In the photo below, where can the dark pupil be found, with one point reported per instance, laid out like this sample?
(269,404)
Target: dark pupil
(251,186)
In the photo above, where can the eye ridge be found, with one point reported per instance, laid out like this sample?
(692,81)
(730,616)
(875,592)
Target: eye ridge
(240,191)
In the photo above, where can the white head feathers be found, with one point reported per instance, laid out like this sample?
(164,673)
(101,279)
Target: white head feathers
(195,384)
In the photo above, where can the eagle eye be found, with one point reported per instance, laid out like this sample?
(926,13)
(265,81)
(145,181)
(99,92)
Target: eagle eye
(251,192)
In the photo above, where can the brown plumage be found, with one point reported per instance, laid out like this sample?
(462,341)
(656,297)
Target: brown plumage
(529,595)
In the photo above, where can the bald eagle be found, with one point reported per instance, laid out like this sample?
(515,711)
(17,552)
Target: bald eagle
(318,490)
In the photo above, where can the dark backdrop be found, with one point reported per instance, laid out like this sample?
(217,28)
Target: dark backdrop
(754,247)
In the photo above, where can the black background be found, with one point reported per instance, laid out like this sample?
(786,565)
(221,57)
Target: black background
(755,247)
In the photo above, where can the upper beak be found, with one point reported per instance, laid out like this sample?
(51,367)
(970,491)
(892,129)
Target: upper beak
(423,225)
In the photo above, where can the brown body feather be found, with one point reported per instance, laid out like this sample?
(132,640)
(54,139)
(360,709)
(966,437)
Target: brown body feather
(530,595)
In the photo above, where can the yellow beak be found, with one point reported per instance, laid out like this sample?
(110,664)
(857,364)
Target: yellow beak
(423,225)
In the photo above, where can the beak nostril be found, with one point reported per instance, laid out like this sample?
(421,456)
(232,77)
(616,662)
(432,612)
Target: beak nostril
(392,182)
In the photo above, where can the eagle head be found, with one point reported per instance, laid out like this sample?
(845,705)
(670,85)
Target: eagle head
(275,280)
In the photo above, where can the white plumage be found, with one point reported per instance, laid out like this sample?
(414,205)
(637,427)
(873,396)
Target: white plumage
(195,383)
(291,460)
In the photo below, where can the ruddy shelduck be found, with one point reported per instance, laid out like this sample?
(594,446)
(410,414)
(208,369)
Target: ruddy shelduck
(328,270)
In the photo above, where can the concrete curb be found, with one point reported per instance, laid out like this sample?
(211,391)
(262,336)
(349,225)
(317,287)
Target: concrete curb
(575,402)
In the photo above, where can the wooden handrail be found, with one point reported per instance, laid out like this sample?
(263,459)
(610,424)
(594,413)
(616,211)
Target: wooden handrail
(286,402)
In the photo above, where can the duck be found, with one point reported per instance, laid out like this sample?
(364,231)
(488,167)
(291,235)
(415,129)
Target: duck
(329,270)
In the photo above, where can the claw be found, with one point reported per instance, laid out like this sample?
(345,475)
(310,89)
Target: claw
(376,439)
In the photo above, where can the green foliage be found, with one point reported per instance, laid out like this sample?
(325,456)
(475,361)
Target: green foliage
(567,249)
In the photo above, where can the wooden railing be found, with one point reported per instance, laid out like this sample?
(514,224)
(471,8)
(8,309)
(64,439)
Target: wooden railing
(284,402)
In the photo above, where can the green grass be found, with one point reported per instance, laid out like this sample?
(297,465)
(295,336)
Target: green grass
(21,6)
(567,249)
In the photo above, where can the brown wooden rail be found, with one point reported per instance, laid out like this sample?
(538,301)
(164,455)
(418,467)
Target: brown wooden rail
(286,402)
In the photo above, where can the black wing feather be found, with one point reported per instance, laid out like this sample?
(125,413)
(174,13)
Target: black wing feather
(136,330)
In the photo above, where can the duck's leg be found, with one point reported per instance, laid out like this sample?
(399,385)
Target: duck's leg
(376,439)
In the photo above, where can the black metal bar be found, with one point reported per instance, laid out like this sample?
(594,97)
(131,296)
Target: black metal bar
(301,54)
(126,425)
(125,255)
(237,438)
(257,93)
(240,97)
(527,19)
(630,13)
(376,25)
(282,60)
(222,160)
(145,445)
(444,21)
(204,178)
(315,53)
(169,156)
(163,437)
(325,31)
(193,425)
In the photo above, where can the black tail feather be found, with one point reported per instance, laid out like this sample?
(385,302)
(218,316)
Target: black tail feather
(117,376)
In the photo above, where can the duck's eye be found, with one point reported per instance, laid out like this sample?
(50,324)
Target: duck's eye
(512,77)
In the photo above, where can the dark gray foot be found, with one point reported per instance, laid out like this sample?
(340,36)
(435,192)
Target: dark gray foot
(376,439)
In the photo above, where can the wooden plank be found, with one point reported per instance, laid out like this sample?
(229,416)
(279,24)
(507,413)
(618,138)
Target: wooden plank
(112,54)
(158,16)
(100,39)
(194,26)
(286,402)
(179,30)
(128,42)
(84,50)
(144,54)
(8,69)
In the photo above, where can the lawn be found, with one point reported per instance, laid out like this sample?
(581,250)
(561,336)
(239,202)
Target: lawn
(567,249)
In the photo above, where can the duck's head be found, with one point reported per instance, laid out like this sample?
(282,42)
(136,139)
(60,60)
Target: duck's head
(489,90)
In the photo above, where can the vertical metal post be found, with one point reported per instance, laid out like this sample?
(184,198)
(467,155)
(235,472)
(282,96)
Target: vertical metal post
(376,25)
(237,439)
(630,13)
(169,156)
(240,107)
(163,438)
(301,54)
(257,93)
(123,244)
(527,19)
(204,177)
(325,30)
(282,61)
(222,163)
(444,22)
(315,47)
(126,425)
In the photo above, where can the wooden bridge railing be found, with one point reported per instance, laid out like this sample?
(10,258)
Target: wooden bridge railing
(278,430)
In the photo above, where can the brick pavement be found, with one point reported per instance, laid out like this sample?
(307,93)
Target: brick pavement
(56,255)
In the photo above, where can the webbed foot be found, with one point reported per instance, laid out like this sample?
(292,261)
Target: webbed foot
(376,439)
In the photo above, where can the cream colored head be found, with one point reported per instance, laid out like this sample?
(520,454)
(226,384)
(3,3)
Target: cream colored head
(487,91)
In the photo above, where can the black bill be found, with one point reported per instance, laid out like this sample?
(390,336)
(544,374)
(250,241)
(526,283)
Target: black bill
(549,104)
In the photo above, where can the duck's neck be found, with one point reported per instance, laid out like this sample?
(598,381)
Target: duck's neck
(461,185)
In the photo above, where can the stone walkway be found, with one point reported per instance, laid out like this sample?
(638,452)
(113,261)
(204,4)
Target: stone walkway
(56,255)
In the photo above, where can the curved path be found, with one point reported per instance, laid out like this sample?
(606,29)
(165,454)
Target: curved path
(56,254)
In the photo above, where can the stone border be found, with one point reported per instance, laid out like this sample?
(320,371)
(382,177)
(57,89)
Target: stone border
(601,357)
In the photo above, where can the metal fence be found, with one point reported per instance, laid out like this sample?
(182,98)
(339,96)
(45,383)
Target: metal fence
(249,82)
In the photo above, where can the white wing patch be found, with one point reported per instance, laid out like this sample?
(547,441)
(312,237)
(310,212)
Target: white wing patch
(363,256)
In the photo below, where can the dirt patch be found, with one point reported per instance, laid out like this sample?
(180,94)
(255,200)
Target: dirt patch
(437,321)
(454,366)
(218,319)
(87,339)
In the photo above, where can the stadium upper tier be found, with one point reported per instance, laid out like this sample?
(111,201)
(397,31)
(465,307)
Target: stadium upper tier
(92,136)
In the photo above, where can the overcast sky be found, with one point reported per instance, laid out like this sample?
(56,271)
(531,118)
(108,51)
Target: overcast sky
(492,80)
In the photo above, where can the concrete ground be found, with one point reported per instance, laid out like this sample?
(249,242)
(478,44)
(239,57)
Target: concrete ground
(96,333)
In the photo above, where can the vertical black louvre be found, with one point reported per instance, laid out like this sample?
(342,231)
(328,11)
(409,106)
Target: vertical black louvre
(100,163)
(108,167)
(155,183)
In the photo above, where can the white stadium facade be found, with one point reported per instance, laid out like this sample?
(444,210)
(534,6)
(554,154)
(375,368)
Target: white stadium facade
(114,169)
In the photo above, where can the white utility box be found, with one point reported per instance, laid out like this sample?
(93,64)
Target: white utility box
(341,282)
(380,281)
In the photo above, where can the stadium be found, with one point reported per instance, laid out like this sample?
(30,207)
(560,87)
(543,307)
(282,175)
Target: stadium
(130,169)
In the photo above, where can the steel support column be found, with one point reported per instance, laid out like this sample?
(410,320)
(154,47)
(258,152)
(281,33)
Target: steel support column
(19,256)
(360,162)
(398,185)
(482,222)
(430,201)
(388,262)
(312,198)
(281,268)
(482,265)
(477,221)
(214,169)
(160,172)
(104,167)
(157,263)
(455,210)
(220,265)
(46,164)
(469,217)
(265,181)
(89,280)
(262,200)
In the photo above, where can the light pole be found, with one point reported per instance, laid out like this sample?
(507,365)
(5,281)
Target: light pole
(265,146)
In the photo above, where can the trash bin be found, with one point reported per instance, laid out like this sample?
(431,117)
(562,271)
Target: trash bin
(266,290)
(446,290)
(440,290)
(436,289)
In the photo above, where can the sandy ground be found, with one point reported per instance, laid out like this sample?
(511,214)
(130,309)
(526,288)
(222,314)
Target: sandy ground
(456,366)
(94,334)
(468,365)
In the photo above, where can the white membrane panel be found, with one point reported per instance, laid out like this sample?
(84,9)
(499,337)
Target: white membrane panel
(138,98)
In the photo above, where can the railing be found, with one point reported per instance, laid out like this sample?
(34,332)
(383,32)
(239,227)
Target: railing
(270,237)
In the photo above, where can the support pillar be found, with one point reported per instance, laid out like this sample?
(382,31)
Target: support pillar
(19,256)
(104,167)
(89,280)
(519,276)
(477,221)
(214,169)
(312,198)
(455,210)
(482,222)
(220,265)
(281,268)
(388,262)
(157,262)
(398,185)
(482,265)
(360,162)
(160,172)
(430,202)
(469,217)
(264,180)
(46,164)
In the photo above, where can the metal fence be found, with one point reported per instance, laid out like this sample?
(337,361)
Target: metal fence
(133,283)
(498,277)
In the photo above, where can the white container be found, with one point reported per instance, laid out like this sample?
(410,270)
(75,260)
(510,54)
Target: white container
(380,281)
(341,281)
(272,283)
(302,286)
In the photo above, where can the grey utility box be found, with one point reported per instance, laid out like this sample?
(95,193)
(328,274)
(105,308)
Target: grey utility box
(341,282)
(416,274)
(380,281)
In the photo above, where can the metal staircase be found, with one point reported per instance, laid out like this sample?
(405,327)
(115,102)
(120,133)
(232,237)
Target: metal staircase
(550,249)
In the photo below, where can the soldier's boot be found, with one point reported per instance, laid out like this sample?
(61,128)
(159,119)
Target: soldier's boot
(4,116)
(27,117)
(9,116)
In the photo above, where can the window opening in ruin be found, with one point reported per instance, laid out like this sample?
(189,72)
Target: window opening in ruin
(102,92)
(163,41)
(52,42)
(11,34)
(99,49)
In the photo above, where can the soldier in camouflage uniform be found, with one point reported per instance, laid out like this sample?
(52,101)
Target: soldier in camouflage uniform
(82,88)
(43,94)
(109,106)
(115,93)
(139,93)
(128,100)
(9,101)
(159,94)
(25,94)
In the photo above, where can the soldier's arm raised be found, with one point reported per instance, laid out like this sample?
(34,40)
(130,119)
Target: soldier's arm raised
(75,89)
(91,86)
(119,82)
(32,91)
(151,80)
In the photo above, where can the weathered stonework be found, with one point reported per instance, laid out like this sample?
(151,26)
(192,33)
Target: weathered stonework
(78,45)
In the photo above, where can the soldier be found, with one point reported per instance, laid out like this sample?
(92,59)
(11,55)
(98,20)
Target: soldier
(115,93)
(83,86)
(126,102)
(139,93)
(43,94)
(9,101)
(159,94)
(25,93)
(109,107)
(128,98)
____________
Direction :: Print nothing but the lines from the line with "In the photo above, where can the grey" to the last line of the records above. Both of those lines count.

Solution below ::
In the photo above, where can the grey utility box be found, with one point reported per instance, laid out like this sample?
(95,193)
(328,274)
(105,308)
Target: grey utility box
(341,282)
(416,274)
(380,281)
In the photo above, where can the metal staircase be found, with one point reported per instance, laid out like this sample?
(405,327)
(115,102)
(120,133)
(232,237)
Target: metal staircase
(550,249)
In the photo below, where can the soldier's boot be found, with one point reported per instance, laid out like this sample?
(61,128)
(159,119)
Target: soldier's boot
(4,116)
(27,117)
(9,116)
In the photo above, where can the window opening in ruin be found, with one point reported per instance, laid out like this sample?
(189,72)
Target: window opening in ruin
(102,92)
(163,41)
(52,42)
(11,34)
(99,49)
In the photo above, where can the soldier in camouflage uniform be found, with one point reported per instance, laid out like this sample?
(52,101)
Target: soldier in camouflage uniform
(82,88)
(43,94)
(109,106)
(115,93)
(139,93)
(128,100)
(9,101)
(159,94)
(25,94)
In the photo above, where can the soldier's arm raised be found, with one point reported per instance, laid out like this sample?
(34,40)
(130,119)
Target: soldier's arm raised
(75,89)
(91,86)
(119,82)
(32,91)
(151,80)
In the photo above, where can the weathered stonework be found, with one point reported per instance, laid out like this sample?
(151,26)
(192,33)
Target: weathered stonework
(78,45)
In the photo above, where can the soldier be found, with one point reported per instance, laid out like this sample?
(92,59)
(11,55)
(98,20)
Target: soldier
(115,93)
(83,86)
(126,102)
(139,93)
(43,94)
(9,101)
(159,94)
(25,93)
(109,107)
(128,98)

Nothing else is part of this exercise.